-- start of Data provided --
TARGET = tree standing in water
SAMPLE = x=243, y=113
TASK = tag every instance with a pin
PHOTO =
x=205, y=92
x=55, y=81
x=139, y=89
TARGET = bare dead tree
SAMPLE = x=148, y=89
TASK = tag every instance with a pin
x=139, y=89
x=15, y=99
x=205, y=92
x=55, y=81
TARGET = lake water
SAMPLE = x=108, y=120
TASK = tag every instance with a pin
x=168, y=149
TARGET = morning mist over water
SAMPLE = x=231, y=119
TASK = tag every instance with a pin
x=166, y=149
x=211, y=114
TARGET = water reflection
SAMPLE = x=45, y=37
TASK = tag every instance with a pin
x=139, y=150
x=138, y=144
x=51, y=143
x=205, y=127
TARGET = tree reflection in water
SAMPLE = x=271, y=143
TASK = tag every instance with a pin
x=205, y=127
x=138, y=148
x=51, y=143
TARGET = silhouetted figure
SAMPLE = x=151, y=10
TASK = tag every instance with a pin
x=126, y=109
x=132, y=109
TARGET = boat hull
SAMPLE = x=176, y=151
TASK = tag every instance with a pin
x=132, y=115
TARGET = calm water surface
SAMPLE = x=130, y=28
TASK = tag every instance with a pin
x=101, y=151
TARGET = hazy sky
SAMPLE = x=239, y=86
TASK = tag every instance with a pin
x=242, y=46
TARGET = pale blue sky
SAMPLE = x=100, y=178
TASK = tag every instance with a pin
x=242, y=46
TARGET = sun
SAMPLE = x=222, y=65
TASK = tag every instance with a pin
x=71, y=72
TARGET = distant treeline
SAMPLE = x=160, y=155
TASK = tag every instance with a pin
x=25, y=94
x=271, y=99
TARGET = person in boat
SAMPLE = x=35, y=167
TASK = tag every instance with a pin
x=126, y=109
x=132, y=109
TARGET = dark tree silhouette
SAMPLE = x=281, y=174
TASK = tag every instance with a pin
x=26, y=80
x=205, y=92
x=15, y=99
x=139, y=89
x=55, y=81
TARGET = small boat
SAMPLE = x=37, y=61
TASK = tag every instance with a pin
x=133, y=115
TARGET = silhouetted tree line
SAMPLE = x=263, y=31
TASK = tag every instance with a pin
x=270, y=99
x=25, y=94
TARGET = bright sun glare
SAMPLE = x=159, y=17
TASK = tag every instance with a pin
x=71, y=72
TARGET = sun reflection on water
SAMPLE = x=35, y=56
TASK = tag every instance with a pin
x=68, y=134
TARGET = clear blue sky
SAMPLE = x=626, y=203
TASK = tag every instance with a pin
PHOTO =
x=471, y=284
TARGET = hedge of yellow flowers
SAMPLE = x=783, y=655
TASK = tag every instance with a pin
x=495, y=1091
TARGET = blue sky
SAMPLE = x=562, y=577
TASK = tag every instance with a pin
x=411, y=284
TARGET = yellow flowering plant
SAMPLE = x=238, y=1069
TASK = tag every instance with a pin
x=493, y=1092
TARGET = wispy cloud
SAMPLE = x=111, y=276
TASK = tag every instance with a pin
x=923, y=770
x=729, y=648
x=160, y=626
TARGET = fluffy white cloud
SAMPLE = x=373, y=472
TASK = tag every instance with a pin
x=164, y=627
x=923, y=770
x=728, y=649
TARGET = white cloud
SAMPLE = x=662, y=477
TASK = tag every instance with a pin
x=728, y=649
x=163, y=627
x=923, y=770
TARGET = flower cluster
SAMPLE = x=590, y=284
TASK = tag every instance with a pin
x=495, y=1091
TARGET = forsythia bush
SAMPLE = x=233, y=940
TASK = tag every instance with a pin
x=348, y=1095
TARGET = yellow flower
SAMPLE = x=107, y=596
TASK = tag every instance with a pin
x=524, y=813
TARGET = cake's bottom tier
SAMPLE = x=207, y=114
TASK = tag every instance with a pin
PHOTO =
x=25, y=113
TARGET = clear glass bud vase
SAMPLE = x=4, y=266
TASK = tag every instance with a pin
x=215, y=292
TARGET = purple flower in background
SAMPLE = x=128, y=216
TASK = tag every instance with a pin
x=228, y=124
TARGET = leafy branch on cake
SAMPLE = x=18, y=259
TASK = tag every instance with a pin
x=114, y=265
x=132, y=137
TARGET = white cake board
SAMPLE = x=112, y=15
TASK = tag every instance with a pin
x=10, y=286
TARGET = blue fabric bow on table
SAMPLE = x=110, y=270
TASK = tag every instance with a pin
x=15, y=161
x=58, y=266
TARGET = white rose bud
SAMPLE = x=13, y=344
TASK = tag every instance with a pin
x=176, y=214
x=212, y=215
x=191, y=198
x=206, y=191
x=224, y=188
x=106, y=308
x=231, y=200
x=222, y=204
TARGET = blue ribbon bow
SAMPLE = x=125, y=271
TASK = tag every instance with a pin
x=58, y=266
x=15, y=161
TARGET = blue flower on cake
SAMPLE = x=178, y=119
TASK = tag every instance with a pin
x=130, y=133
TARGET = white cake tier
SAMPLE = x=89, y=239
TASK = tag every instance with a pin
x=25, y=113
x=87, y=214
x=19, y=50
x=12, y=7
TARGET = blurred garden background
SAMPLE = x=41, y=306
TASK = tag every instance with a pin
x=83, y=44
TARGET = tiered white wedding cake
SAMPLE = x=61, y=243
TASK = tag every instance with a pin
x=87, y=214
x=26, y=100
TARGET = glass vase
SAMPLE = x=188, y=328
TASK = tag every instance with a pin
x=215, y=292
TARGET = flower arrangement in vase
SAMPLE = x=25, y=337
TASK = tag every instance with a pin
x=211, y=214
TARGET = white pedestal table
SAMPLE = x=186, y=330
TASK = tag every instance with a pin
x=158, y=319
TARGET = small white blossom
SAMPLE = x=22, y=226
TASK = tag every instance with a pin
-- end of Data provided --
- **The request**
Reproduce the listing above word for word, from its first line through the line containing "x=68, y=134", with both of those lines included.

- **Full response**
TARGET = tree standing in water
SAMPLE = x=243, y=113
TASK = tag every instance with a pin
PHOTO =
x=205, y=92
x=55, y=81
x=139, y=89
TARGET = bare dead tree
SAMPLE = x=148, y=89
TASK = tag every instance with a pin
x=139, y=89
x=15, y=99
x=205, y=92
x=55, y=81
TARGET = lake water
SAMPLE = x=108, y=120
TASK = tag every instance with a pin
x=168, y=149
TARGET = morning mist over water
SAMPLE = x=231, y=119
TASK = tag every instance with a pin
x=166, y=149
x=211, y=114
TARGET = water reflection
SAMPLE = x=45, y=37
TASK = tag every instance with a pin
x=139, y=150
x=138, y=144
x=51, y=143
x=205, y=127
TARGET = tree reflection in water
SAMPLE = x=271, y=143
TASK = tag every instance with a pin
x=205, y=127
x=138, y=148
x=51, y=143
TARGET = silhouetted figure
SAMPLE = x=151, y=10
TASK = tag every instance with a pin
x=126, y=109
x=132, y=109
TARGET = boat hull
SAMPLE = x=176, y=151
TASK = tag every instance with a pin
x=132, y=115
TARGET = calm water surface
SAMPLE = x=130, y=28
TASK = tag every instance with a pin
x=101, y=151
TARGET = hazy sky
SAMPLE = x=239, y=86
TASK = tag every instance with a pin
x=242, y=46
TARGET = pale blue sky
SAMPLE = x=100, y=178
TASK = tag every instance with a pin
x=242, y=46
TARGET = sun
SAMPLE = x=222, y=65
TASK = tag every instance with a pin
x=71, y=72
TARGET = distant treeline
SAMPLE = x=160, y=155
TASK = tag every instance with a pin
x=25, y=94
x=271, y=99
TARGET = person in boat
SAMPLE = x=35, y=167
TASK = tag every instance with a pin
x=126, y=109
x=132, y=109
TARGET = dark tree silhouette
SAMPLE = x=281, y=174
TASK = tag every instance with a pin
x=26, y=80
x=205, y=92
x=15, y=99
x=139, y=89
x=55, y=81
TARGET = small boat
SAMPLE = x=37, y=61
TASK = tag every instance with a pin
x=133, y=115
TARGET = silhouetted tree line
SAMPLE = x=263, y=31
TASK = tag every instance with a pin
x=270, y=99
x=25, y=94
TARGET = bright sun glare
SAMPLE = x=159, y=17
TASK = tag every instance with a pin
x=71, y=72
TARGET = sun reflection on water
SAMPLE = x=35, y=56
TASK = tag every instance with a pin
x=68, y=134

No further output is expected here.